* _TEXT BLOCK_
From China, with scale:
This neat little GIF turned up in one of the older FT articles. It speaks for itself!
Stuck in the American Internet, on infinite loop
The past few weeks have been a weird time for any Internet user not based in the US, or not interested in US politics. The challenge of key online platforms being headquartered in the US means the rest of the world is caught up in, as The Atlantic calls it, “Americas Culture War”. Too many features tweaked/disabled to reduce impact on the US elections. Also says a lot about how tech companies, albeit indirectly, are acknowledging the amount of influence their platforms can have. Algorithmic recommendations have played a big role in getting us to where we are, so might be good for all if we keep some of these taps turned off post the US election as well - https://www.theatlantic.com/international/archive/2020/10/internet-world-trapped-americas-culture-war/616799/
Audio & tech - the past and the future
Very good read on evolution of the delivery of music and the role of tech.
To support engagement-based monetization, Spotify and its label suppliers had to define engagement. And they chose to do this on a per stream basis with a minimum stream time of 30 seconds (to avoid accidental plays, track skipping, etc.). However, this meant that a 10-minute track, five-minute track and 31-second track generated the same royalties.

* _RECORDED DATA_
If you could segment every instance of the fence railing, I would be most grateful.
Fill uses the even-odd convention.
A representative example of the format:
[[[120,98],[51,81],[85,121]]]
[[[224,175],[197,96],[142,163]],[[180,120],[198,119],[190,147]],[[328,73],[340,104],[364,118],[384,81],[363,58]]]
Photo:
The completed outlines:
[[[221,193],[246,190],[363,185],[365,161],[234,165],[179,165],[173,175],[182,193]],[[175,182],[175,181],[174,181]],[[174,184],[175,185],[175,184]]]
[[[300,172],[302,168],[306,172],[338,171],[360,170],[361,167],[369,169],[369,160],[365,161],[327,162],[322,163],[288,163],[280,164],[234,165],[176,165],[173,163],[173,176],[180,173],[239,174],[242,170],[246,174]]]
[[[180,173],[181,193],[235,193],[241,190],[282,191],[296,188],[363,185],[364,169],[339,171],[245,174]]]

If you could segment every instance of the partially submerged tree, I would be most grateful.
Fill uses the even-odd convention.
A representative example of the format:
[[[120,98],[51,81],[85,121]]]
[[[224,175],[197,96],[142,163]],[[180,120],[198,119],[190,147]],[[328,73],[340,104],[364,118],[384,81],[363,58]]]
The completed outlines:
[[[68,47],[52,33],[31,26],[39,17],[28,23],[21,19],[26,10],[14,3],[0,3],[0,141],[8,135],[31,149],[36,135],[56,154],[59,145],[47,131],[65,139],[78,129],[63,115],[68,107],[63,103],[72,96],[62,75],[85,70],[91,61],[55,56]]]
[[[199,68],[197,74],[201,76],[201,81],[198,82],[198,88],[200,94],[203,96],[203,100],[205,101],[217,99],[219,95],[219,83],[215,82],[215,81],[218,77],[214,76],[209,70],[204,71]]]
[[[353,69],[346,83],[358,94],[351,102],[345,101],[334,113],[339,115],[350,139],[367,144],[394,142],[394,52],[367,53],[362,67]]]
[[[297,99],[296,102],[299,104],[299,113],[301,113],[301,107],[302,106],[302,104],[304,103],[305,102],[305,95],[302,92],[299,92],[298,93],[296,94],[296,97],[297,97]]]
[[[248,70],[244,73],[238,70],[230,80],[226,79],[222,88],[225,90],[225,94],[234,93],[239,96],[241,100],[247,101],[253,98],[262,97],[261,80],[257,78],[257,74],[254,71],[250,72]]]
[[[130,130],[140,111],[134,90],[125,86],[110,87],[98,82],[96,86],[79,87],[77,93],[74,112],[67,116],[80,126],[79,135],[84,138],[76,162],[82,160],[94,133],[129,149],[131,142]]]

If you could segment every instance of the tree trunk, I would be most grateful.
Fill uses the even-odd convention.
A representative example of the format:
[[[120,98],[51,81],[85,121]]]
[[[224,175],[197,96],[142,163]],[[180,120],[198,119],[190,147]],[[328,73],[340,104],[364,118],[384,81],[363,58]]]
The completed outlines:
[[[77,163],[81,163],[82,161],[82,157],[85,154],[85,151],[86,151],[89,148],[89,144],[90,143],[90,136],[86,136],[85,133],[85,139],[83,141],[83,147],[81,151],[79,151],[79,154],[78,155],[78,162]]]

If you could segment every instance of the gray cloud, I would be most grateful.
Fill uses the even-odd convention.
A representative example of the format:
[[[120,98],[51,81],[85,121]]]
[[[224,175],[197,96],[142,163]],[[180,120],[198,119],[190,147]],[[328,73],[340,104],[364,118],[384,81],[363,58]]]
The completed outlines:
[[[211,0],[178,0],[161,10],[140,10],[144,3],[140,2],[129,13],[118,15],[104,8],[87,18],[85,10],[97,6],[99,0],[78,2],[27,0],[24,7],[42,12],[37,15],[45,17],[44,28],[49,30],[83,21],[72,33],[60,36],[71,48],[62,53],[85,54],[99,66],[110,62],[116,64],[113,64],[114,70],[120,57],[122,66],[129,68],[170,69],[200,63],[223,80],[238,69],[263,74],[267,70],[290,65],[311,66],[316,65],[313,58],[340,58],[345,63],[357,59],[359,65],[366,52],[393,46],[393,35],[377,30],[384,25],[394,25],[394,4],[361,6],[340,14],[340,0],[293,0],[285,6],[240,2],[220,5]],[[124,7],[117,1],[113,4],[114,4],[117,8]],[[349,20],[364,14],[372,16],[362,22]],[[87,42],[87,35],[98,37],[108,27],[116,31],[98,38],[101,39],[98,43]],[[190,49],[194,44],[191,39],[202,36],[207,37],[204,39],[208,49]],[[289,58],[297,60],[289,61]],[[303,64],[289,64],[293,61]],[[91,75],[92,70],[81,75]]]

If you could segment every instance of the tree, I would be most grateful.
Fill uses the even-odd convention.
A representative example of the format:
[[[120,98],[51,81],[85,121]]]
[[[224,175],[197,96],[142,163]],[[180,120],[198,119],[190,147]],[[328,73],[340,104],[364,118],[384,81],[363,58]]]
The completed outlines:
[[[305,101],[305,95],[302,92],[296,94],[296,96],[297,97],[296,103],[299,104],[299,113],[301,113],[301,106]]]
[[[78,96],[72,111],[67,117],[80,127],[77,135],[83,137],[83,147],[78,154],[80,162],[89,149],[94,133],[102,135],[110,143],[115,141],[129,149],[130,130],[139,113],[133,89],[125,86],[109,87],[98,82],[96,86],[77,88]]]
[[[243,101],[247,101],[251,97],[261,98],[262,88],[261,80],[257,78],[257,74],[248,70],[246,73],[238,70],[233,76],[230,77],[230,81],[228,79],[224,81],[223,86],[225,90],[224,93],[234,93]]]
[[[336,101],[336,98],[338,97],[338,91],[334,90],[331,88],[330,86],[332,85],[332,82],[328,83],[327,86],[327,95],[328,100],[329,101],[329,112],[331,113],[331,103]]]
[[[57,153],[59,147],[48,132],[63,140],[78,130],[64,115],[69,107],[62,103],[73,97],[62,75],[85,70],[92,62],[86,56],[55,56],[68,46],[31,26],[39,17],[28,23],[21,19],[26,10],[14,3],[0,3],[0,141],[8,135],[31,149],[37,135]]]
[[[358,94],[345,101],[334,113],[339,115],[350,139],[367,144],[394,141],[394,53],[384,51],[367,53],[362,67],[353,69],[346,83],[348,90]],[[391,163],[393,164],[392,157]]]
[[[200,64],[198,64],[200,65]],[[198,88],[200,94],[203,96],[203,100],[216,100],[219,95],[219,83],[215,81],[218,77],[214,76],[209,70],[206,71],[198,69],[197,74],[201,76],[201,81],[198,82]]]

* _TASKS AND EXERCISES_
1. Summarize the text about China's scale, internet platforms and music streaming in three sentences.
2. Resume the text about internet platforms and music streaming after its last sentence.

* _ANSWERS BY ITEM NUMBER_
1. The text shares a GIF from an older FT article under the header "From China, with scale," then says recent weeks have been strange for Internet users outside the US, because US-based platforms have drawn the rest of the world into America's culture war and tweaked or disabled many features to limit their impact on the US elections. It suggests that, since algorithmic recommendations helped bring things to this point, some of them could stay switched off after the election as well. It also recommends a read on how tech has shaped the delivery of music, noting that Spotify and its labels pay royalties per stream of at least 30 seconds, so a 10-minute, a five-minute and a 31-second track earn the same.

2.
So as the music industry has transitioned the majority of its revenues from CDs and downloads to streaming, major artists have relentlessly shortened and split their tracks. Why release a five-minute song if you can make it a two and a half-minute song that’s played twice? Or two different two and a half-minute songs? This meant artists had yet another reason to reduce track lengths
https://www.matthewball.vc/all/audiotech
Over two decades ago, pre-Skype, I was a big fan of a service called Rocket Talk. It allowed sending 30 (or was it 60?) second voice messages to other users of the service. This was on my 56Kbps dial-up connection! A few years later saw variants of this through a push-to-talk service on some early Sony Ericsson handsets. And now it’s back with some interesting use cases - this one called “voice note dating”
https://www.vice.com/en/article/4addyp/the-rise-and-rise-of-voice-note-dating
Two ways to celebrate Halloween!
Dress up as normal people doing normal things! Fab thread! My personal favorite below, but do scroll up and down for more!
Or, you do it the true tech nerd way, by getting a deepfake video of yourself from this intriguing website where you get on a zoom call and it quickly, and effectively, shows our low-trust future. More details here.
Best of the rest
How have dams reshaped Earth - some amazing pictures of those magnificent beasts of engineering - https://www.bbc.com/future/article/20201021-how-dams-have-reshaped-our-planet
Facebook considered their algorithmic recommendation engine dangerous enough to be switching it off in wake of the US election. Make what you will - https://www.buzzfeednews.com/article/ryanmac/facebook-suspended-group-recommendations-election
Whatsapp users now send around 100 Bn messages every day. My anecdotal estimates - half of them are Good Morning wishes on desi groups! - https://techcrunch.com/2020/10/29/whatsapp-is-now-delivering-roughly-100-billion-messages-a-day/
Amazon hired nearly 250, 000 people the past quarter. This is a scaling beast! - https://www.geekwire.com/2020/amazons-hires-248500-people-q3-jeff-bezos-challenges-large-employers-raise-minimum-wage/
Did you know about this soccer tournament played amongst contested territories and de facto states? Western Armenia, Abkhazia, Chameria were among the teams - https://penalty.online/artsakh-football-in-a-de-facto-state/
Tesla is now testing its ‘beta’ version of full autonomous driving on public roads. And while it can potentially get away with the T&Cs requiring drivers to still pay full attention, calling something full self-driving when the tech is yet to mature is, to put it bluntly, reckless. - https://arstechnica.com/cars/2020/10/tesla-is-now-beta-testing-self-driving-software-on-public-roads/
Two very good visual explainers on how the virus spreads and how masks can help.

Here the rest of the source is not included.